=== WRITTEN TASK ===
Turn all the records below into a Markdown table with two columns, Row and Line, giving each non-blank line its own numbered row. Leave the pictures out.

──────────

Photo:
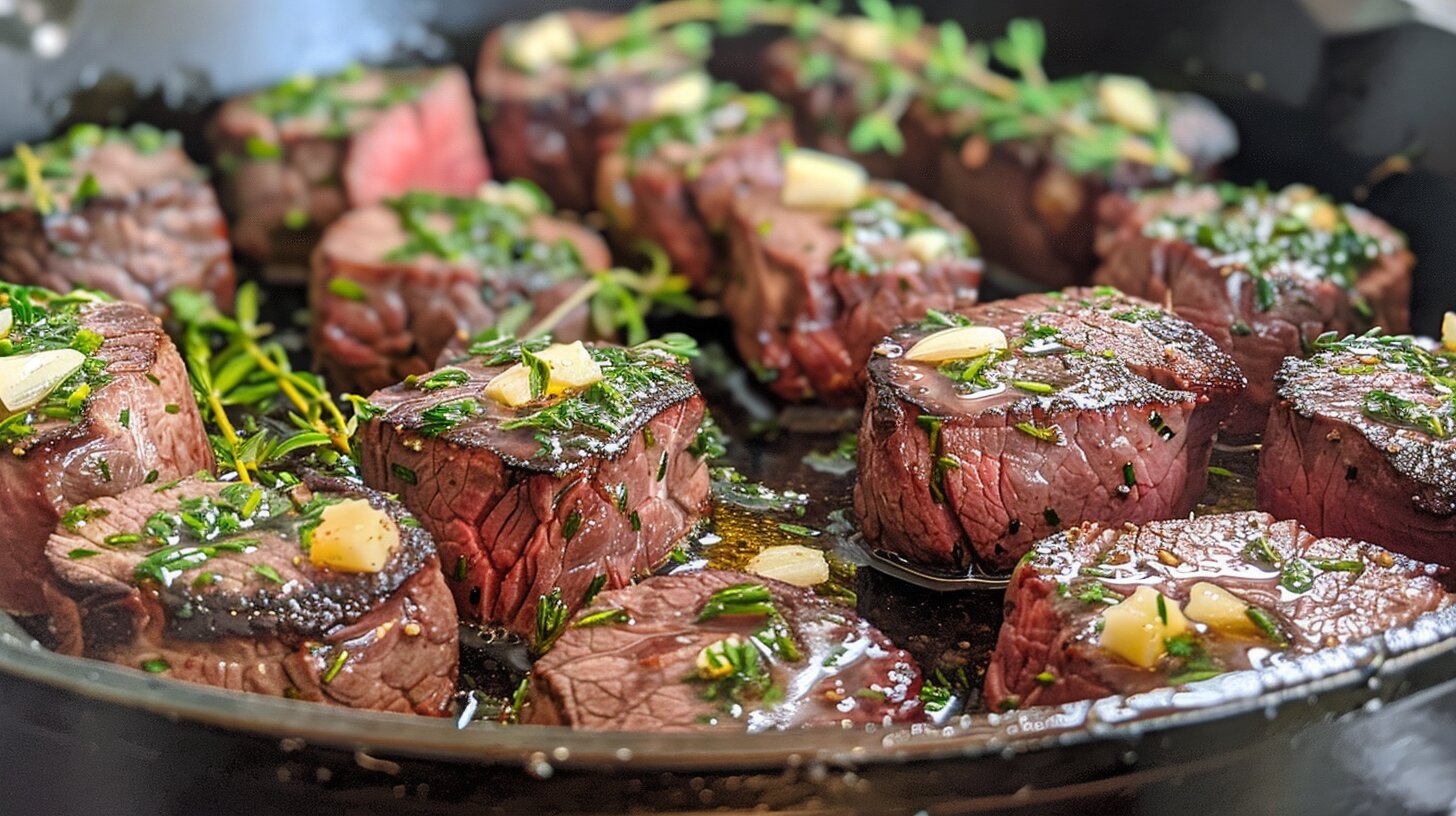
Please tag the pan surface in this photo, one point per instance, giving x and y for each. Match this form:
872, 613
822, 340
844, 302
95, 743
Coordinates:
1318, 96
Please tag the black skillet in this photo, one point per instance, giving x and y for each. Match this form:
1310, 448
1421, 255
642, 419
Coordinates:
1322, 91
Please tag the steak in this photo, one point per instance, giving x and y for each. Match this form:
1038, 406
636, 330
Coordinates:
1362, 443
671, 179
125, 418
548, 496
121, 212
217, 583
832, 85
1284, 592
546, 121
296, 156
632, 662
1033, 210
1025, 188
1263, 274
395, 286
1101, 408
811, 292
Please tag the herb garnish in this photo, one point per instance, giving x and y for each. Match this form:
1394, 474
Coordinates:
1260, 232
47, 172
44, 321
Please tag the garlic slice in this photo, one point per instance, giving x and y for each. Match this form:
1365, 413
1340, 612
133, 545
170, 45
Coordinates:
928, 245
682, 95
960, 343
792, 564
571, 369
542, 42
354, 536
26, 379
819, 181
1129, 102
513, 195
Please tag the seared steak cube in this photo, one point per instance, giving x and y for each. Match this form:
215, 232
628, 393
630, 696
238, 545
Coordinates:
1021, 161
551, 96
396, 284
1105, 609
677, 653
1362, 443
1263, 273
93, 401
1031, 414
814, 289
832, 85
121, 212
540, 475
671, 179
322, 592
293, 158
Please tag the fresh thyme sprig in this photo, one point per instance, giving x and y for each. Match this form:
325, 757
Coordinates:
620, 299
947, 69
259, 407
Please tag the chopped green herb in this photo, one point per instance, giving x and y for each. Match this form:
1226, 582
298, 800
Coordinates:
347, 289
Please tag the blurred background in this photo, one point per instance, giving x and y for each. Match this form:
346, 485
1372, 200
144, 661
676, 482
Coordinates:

──────────

=== WORKED SOLUTION ===
| Row | Line |
|---|---|
| 1 | Photo: |
| 2 | Please tag the pan surface in this photo, one point per instance, giving x and y for each. Match this form: |
| 3 | 872, 613 |
| 4 | 822, 340 |
| 5 | 844, 302 |
| 6 | 95, 743 |
| 7 | Coordinates: |
| 8 | 1318, 96 |
| 9 | Please tag the black skillet in this photo, one point per instance, giving x and y for each. Match this form: |
| 10 | 1310, 448 |
| 11 | 1421, 255 |
| 12 | 642, 419 |
| 13 | Coordinates: |
| 14 | 1322, 91 |
| 15 | Please tag the steak in this photo, one point per instance, giving x and y for each. Match this form: |
| 16 | 1038, 406 |
| 17 | 636, 330 |
| 18 | Coordinates: |
| 19 | 1362, 443 |
| 20 | 671, 179 |
| 21 | 125, 418 |
| 22 | 548, 496 |
| 23 | 121, 212 |
| 24 | 217, 583 |
| 25 | 832, 85 |
| 26 | 1284, 592 |
| 27 | 546, 121 |
| 28 | 296, 156 |
| 29 | 632, 662 |
| 30 | 1033, 210 |
| 31 | 1025, 188 |
| 32 | 1263, 274 |
| 33 | 395, 286 |
| 34 | 1101, 408 |
| 35 | 811, 292 |
| 36 | Please tag the herb garnish in this photo, one point per instance, giving x and y for each. Match this form: |
| 37 | 1394, 474 |
| 38 | Coordinates: |
| 39 | 1260, 232 |
| 40 | 47, 172 |
| 41 | 44, 321 |
| 42 | Please tag the garlic slice in this photo, one point per instance, giving x and y for each. Match this form: |
| 43 | 1365, 413 |
| 44 | 1340, 612 |
| 45 | 133, 545 |
| 46 | 170, 45 |
| 47 | Coordinates: |
| 48 | 928, 245 |
| 49 | 682, 95 |
| 50 | 960, 343 |
| 51 | 792, 564 |
| 52 | 571, 369 |
| 53 | 542, 42 |
| 54 | 354, 536 |
| 55 | 26, 379 |
| 56 | 819, 181 |
| 57 | 1129, 102 |
| 58 | 513, 195 |
| 59 | Please tag the seared steak cube in this photo, one point per instance, giving x and y for each. Match this form: |
| 60 | 215, 232 |
| 61 | 628, 393 |
| 62 | 630, 696 |
| 63 | 238, 545 |
| 64 | Coordinates: |
| 65 | 1021, 161 |
| 66 | 551, 96 |
| 67 | 396, 284 |
| 68 | 1105, 609 |
| 69 | 677, 653 |
| 70 | 1362, 443 |
| 71 | 1263, 273 |
| 72 | 93, 401 |
| 73 | 1031, 414 |
| 74 | 814, 289 |
| 75 | 832, 85 |
| 76 | 121, 212 |
| 77 | 540, 475 |
| 78 | 671, 179 |
| 79 | 322, 592 |
| 80 | 293, 158 |
| 81 | Please tag the fresh thyme sprig in this photo, one point per instance, giving x and y for each. Match this form: |
| 82 | 325, 757 |
| 83 | Coordinates: |
| 84 | 620, 299 |
| 85 | 947, 69 |
| 86 | 259, 407 |
| 87 | Please tag the chopped green herb in this photo, one point per instance, giving x and y for each. Match this form: |
| 88 | 1226, 582 |
| 89 | 298, 800 |
| 90 | Coordinates: |
| 91 | 347, 289 |
| 92 | Please tag the blurred background in this photo, one point per instance, giving x and y for each. Match this form: |
| 93 | 346, 485 |
| 94 | 1372, 200 |
| 95 | 144, 661 |
| 96 | 676, 482 |
| 97 | Coordinates: |